--- START Records ---

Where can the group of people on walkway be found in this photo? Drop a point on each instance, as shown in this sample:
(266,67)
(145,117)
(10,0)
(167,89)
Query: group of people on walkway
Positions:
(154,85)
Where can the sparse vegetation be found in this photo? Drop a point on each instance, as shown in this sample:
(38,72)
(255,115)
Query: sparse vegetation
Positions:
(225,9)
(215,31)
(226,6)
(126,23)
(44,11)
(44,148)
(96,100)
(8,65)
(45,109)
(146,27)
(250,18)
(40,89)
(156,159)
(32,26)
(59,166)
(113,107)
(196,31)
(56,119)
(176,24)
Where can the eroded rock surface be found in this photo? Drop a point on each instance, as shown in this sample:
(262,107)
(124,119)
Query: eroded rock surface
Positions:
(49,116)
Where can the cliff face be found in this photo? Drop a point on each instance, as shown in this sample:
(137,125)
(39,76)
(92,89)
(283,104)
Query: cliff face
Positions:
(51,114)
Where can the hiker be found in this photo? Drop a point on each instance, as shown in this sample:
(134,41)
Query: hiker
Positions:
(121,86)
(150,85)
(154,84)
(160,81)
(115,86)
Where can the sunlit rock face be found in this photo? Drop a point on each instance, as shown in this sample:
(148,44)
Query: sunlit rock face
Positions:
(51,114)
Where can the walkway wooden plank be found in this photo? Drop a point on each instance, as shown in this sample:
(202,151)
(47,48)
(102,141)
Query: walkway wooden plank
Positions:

--- END Records ---

> _Aim_
Copy all of the entries above word for word, keeping every line unchanged.

> _Answer to this task_
Where can the group of people on walkway be found in this photo? Drop a point on each instance, as shown in this sample:
(266,67)
(145,117)
(10,0)
(167,89)
Query: group of people on walkway
Positions:
(154,85)
Where can the sparse vegetation be found in this photo? Drop a point on each instance, as shown in this sample:
(38,72)
(255,115)
Query: sparse vegetation
Positions:
(225,9)
(215,31)
(226,6)
(126,23)
(44,11)
(44,148)
(96,100)
(8,65)
(45,109)
(146,27)
(250,18)
(40,89)
(156,159)
(32,26)
(59,166)
(113,107)
(196,31)
(56,119)
(176,24)
Where can the eroded rock surface be found in this photo? Drop a point on each instance, as shown in this sample:
(262,107)
(124,119)
Query: eroded rock surface
Positions:
(49,116)
Where can the cliff face be found in this photo? Drop a point on each instance, as shown in this sample:
(137,125)
(39,76)
(92,89)
(283,104)
Query: cliff face
Positions:
(51,114)
Where can the hiker be found in this photo? Drop a point on each instance, as shown in this sample:
(134,41)
Query: hiker
Positions:
(121,86)
(150,85)
(154,84)
(160,81)
(115,86)
Where can the sunlit rock face be found in this photo? Drop a point on each instance, as shown in this sample:
(148,44)
Query: sunlit rock face
Positions:
(51,114)
Where can the walkway wooden plank be found in this photo? Drop a point on each instance, as shown in this sample:
(202,151)
(47,48)
(102,141)
Query: walkway wooden plank
Positions:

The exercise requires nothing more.